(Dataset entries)
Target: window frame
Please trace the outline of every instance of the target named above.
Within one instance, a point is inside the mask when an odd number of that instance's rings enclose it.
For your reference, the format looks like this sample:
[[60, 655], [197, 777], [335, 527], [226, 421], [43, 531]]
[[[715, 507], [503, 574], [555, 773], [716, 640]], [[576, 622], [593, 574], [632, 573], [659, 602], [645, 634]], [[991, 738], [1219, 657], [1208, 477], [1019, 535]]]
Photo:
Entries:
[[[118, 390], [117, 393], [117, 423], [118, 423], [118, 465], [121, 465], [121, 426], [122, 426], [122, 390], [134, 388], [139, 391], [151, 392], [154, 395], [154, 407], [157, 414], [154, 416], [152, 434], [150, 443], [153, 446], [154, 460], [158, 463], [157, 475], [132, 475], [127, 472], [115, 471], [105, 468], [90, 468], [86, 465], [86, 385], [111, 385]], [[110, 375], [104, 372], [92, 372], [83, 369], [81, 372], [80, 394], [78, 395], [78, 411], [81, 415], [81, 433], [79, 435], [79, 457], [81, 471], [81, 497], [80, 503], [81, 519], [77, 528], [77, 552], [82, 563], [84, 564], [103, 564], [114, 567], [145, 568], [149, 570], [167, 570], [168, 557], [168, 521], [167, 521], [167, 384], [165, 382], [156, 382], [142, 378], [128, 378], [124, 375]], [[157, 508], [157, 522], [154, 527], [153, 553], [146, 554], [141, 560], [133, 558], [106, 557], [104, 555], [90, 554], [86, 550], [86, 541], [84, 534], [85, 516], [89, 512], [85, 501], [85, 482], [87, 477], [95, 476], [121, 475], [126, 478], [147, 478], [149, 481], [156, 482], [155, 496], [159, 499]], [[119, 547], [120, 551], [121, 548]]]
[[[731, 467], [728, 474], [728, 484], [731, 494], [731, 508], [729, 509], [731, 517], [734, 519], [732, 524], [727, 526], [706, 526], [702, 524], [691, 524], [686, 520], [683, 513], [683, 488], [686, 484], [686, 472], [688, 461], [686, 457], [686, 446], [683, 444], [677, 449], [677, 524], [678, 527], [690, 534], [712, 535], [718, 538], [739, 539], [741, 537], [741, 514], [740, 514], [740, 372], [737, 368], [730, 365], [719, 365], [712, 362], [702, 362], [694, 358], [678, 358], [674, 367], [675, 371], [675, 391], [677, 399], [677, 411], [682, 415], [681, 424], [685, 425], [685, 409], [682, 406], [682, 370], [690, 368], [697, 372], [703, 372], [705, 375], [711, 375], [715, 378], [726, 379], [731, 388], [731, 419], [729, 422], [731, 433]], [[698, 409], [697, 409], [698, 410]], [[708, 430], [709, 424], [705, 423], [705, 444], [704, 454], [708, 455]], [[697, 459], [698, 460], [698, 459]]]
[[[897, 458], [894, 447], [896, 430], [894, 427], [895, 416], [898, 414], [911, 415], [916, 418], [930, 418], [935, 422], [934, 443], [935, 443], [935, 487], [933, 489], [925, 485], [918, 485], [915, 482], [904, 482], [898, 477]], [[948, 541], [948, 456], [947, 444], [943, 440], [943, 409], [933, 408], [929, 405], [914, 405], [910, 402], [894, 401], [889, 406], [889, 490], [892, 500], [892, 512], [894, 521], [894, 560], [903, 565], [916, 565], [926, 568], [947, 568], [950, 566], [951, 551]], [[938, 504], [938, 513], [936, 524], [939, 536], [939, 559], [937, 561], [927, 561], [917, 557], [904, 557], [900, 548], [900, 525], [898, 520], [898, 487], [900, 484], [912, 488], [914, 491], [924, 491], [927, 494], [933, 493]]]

◆ **Activity**
Without leaving anything out, repeat the data exactly.

◆ **Solution for this problem**
Target: window frame
Please trace the outline of every instance of the target named above.
Within one instance, a point is inside the mask when an odd number of that instance's rings enclose it.
For your reference, the format looks like this sample:
[[60, 655], [197, 777], [335, 527], [226, 421], [43, 531]]
[[[715, 507], [503, 574], [555, 773], [716, 640]], [[576, 622], [593, 574], [632, 573], [659, 602], [645, 634]], [[991, 738], [1219, 657], [1208, 477], [1019, 535]]]
Photo:
Entries:
[[[118, 390], [117, 393], [117, 423], [118, 423], [118, 465], [121, 465], [121, 426], [122, 426], [122, 390], [134, 388], [139, 391], [151, 392], [154, 395], [154, 407], [157, 414], [154, 416], [152, 434], [150, 443], [153, 446], [154, 460], [158, 463], [157, 475], [132, 475], [127, 472], [115, 471], [105, 468], [90, 468], [86, 465], [86, 385], [111, 385]], [[110, 375], [104, 372], [92, 372], [83, 369], [81, 372], [80, 394], [78, 395], [78, 411], [81, 415], [81, 433], [79, 435], [79, 457], [81, 471], [81, 497], [80, 503], [81, 519], [77, 528], [77, 552], [82, 563], [84, 564], [103, 564], [114, 567], [145, 568], [149, 570], [167, 570], [168, 557], [168, 521], [167, 521], [167, 384], [165, 382], [156, 382], [142, 378], [128, 378], [124, 375]], [[157, 508], [157, 522], [154, 527], [153, 553], [146, 554], [141, 560], [133, 558], [106, 557], [104, 555], [90, 554], [86, 550], [86, 541], [84, 534], [85, 516], [89, 512], [85, 501], [85, 482], [87, 477], [95, 476], [121, 475], [126, 478], [147, 478], [149, 481], [156, 482], [155, 496], [159, 499]], [[119, 547], [120, 551], [121, 548]]]
[[[731, 467], [728, 474], [728, 484], [731, 494], [731, 508], [729, 509], [731, 517], [734, 519], [732, 524], [727, 526], [706, 526], [702, 524], [691, 524], [686, 520], [683, 513], [683, 488], [686, 484], [686, 472], [688, 461], [686, 457], [686, 446], [683, 444], [677, 449], [677, 524], [678, 527], [690, 534], [712, 535], [718, 538], [739, 539], [741, 537], [741, 514], [740, 514], [740, 372], [737, 368], [730, 365], [719, 365], [712, 362], [702, 362], [694, 358], [678, 358], [674, 367], [675, 371], [675, 391], [677, 399], [677, 411], [682, 415], [681, 424], [685, 425], [685, 409], [682, 406], [682, 370], [690, 368], [697, 372], [703, 372], [705, 375], [711, 375], [715, 378], [726, 379], [731, 388], [731, 419], [729, 422], [731, 433]], [[698, 409], [697, 409], [698, 410]], [[708, 430], [709, 424], [705, 423], [705, 444], [704, 454], [708, 455]], [[697, 459], [698, 460], [698, 459]]]
[[[897, 458], [894, 447], [896, 430], [894, 427], [895, 416], [898, 414], [911, 415], [916, 418], [930, 418], [935, 422], [934, 443], [935, 443], [935, 487], [933, 489], [925, 485], [918, 485], [915, 482], [904, 482], [898, 477]], [[948, 541], [948, 456], [947, 444], [943, 440], [943, 409], [933, 408], [929, 405], [914, 405], [910, 402], [894, 401], [889, 406], [889, 490], [892, 500], [892, 512], [894, 521], [894, 560], [903, 565], [916, 565], [926, 568], [947, 568], [950, 566], [951, 551]], [[938, 504], [938, 513], [936, 524], [939, 536], [939, 559], [937, 561], [927, 561], [917, 557], [904, 557], [900, 548], [900, 525], [898, 520], [898, 487], [900, 484], [912, 488], [914, 491], [924, 491], [927, 494], [933, 493]]]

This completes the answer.